Requirement ▸
Rewrite the material from the line containing "bush. Do not add anything beyond the points." through the end, swapping "yellow hose" for "garden hose" and keeping everything else the same.

────

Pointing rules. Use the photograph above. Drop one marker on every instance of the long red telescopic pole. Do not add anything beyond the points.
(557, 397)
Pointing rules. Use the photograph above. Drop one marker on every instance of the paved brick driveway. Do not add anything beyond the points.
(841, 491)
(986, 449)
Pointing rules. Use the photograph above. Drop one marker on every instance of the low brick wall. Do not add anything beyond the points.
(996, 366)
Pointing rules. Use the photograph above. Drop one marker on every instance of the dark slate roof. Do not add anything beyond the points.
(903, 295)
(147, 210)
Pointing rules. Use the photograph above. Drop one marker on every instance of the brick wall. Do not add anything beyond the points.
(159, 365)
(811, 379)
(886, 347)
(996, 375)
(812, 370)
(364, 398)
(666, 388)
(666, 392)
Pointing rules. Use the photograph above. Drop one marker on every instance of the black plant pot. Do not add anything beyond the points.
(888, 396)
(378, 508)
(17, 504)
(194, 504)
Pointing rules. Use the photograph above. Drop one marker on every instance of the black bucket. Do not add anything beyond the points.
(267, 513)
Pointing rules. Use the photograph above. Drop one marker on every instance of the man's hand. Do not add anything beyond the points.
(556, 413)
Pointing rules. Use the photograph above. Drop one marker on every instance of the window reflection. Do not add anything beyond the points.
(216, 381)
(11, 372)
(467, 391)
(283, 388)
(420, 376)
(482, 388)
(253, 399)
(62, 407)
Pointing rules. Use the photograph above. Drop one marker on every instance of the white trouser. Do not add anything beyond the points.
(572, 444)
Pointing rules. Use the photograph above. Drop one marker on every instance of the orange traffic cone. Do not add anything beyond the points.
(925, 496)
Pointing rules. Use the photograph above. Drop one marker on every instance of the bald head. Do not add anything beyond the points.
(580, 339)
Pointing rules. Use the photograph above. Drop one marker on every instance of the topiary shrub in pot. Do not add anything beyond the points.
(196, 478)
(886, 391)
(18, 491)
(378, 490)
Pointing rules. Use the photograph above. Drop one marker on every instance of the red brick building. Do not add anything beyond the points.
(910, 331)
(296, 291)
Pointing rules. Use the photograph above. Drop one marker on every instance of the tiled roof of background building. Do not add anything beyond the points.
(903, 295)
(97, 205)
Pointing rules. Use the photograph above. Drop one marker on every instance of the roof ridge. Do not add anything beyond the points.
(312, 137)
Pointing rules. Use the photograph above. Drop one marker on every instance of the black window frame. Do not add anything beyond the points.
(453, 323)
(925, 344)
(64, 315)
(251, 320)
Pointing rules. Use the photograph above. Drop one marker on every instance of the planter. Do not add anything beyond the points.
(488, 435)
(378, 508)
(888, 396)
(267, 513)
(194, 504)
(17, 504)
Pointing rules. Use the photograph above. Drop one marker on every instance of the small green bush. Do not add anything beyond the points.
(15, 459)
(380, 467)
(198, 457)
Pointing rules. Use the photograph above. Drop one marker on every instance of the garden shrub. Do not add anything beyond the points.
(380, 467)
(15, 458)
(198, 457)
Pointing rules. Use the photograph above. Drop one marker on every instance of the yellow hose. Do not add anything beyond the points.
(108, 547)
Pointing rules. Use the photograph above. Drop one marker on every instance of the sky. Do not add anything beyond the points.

────

Answer to the task ▸
Pointing rules. Use the photograph above. Drop one marker on every instance of the small green bush. Do not add anything beyond the points.
(15, 459)
(380, 467)
(198, 457)
Pointing rules. Use the photograph above. Drop one marker on every instance of the garden shrub. Do not add anything beyond the points.
(380, 467)
(15, 458)
(198, 457)
Pointing rules. Use the photograph above. Drop one marker on every instance of the garden hose. Do not add anything beyond the points.
(108, 547)
Pointing rules. Use the photograph above. Drop one marker on every instance of the sky. Do not add anything beyond the points.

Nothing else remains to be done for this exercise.